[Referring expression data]
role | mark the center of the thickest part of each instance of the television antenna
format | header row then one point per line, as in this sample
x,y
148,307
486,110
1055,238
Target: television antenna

PROBLEM REQUIREMENTS — The required result is an identical copy of the records above.

ANSWER TO THIS PROBLEM —
role | mark the center of the thickest part of each instance of the television antenna
format | header row then one point per line, as in this sample
x,y
148,307
486,110
1055,238
Target: television antenna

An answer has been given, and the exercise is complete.